→ **Work to complete**: Every entry has to be output exactly, with none skipped.

→ **The records**:
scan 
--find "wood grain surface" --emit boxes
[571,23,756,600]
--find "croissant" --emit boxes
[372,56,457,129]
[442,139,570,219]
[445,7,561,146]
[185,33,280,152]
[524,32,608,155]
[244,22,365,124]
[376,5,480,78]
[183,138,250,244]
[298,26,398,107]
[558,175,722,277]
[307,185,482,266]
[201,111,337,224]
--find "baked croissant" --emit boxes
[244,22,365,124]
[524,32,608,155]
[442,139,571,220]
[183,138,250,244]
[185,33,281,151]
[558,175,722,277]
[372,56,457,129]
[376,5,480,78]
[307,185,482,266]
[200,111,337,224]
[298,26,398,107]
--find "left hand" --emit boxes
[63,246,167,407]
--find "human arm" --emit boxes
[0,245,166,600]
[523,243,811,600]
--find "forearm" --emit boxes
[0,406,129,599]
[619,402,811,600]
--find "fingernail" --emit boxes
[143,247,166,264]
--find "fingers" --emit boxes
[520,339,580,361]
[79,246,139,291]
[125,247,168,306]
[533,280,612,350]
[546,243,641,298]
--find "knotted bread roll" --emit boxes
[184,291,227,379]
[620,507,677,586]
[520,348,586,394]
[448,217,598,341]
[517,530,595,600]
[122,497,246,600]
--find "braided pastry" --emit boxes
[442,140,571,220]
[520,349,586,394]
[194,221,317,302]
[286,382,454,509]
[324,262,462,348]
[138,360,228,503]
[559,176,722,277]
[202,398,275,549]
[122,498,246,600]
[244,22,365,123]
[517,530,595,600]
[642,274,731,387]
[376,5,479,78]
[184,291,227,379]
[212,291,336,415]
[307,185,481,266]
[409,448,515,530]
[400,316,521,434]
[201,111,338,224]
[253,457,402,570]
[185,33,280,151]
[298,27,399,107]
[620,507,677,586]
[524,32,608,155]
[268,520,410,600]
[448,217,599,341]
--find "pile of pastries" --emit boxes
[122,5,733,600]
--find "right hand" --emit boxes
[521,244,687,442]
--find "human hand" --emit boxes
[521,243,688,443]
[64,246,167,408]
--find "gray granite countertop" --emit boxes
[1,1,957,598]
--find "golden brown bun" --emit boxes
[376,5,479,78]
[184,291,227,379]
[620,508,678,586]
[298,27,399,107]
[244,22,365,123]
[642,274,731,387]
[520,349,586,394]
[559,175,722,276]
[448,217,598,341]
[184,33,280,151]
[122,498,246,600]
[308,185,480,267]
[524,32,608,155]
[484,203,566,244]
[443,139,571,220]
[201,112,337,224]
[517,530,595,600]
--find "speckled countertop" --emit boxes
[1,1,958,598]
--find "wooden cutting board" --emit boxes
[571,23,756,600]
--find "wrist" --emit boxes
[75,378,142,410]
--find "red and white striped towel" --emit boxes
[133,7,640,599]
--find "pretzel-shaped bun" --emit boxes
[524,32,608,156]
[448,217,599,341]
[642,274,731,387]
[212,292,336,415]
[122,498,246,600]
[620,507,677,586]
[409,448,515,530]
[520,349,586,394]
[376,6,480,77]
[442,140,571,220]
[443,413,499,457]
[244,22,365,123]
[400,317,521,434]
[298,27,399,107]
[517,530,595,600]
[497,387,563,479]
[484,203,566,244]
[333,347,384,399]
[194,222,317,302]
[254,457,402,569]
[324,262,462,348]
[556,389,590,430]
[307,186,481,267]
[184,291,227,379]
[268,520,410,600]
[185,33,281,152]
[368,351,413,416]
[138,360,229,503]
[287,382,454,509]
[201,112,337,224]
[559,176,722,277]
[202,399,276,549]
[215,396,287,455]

→ **Your response**:
scan 
--find "wood grain surface" --emit boxes
[571,23,756,600]
--find "croissant" --emit boxes
[372,56,457,129]
[442,139,570,219]
[445,7,561,146]
[185,33,280,152]
[524,32,608,155]
[244,22,365,124]
[376,5,480,78]
[183,138,250,244]
[298,26,398,107]
[558,175,722,277]
[307,185,482,266]
[201,111,337,224]
--find "baked croissant" --emit boxes
[244,22,365,124]
[524,32,608,155]
[442,139,571,220]
[183,138,250,244]
[185,33,281,151]
[558,175,722,277]
[372,56,457,129]
[376,5,480,78]
[307,185,482,266]
[200,111,337,224]
[298,26,398,107]
--find "left hand" --emit boxes
[63,246,167,407]
--find "human arm" --emit boxes
[0,245,166,600]
[523,243,811,600]
--find "forearm" --emit boxes
[0,406,129,599]
[619,402,811,600]
--find "fingernail" --emit boxes
[143,247,166,264]
--find "fingers" --emit boxes
[520,339,580,361]
[79,246,139,291]
[125,247,168,306]
[533,280,612,350]
[546,243,641,298]
--find "knotted bread roll" --emit boxes
[184,291,227,379]
[620,507,677,586]
[520,348,586,394]
[448,217,598,341]
[517,530,595,600]
[122,497,246,600]
--find "braided pastry" --emit boxes
[442,140,571,220]
[520,349,586,394]
[194,221,317,302]
[286,382,454,509]
[324,262,462,348]
[138,360,228,503]
[559,176,722,277]
[202,398,275,549]
[122,498,246,600]
[244,22,365,123]
[517,530,595,600]
[642,274,731,387]
[376,5,479,78]
[184,291,227,379]
[212,291,336,415]
[307,185,481,266]
[409,448,515,530]
[400,316,521,434]
[201,111,338,224]
[253,457,402,570]
[185,33,280,151]
[298,27,399,107]
[620,507,677,586]
[524,32,608,155]
[268,520,410,600]
[448,217,599,341]
--find "pile of pastries" --emit boxes
[122,5,733,600]
--find "right hand" --emit boxes
[521,244,687,442]
--find "human hand" --emit boxes
[521,243,688,443]
[64,246,167,408]
--find "gray granite countertop" --emit boxes
[1,1,957,598]
--find "golden brown bun" --emit boxes
[376,5,479,78]
[184,291,227,379]
[620,508,678,586]
[298,27,399,107]
[244,22,365,123]
[642,274,731,387]
[520,349,586,394]
[559,175,722,276]
[448,217,598,341]
[184,33,280,151]
[122,498,246,600]
[308,185,480,267]
[524,32,608,155]
[484,203,566,244]
[443,139,571,220]
[201,112,337,224]
[517,530,595,600]
--find "speckled countertop" --emit boxes
[1,1,958,598]
--find "wooden cutting board" --emit boxes
[571,23,756,600]
--find "wrist" --emit boxes
[75,378,142,410]
--find "red and white striped towel" --emit boxes
[133,7,640,599]
--find "pretzel-shaped bun" --emit boxes
[524,32,608,156]
[448,217,599,341]
[642,274,731,387]
[212,292,336,415]
[122,498,246,600]
[620,507,677,586]
[409,448,515,530]
[520,349,586,394]
[376,6,480,77]
[442,140,571,220]
[443,413,499,457]
[244,22,365,123]
[400,317,521,434]
[298,27,399,107]
[517,530,595,600]
[497,387,563,479]
[484,203,566,244]
[333,347,384,399]
[194,222,317,302]
[254,457,402,569]
[324,262,462,348]
[556,389,590,430]
[307,186,481,267]
[184,291,227,379]
[268,520,410,600]
[185,33,281,152]
[368,351,413,416]
[138,360,229,503]
[287,382,454,509]
[201,112,337,224]
[559,176,722,277]
[202,399,276,549]
[215,396,287,455]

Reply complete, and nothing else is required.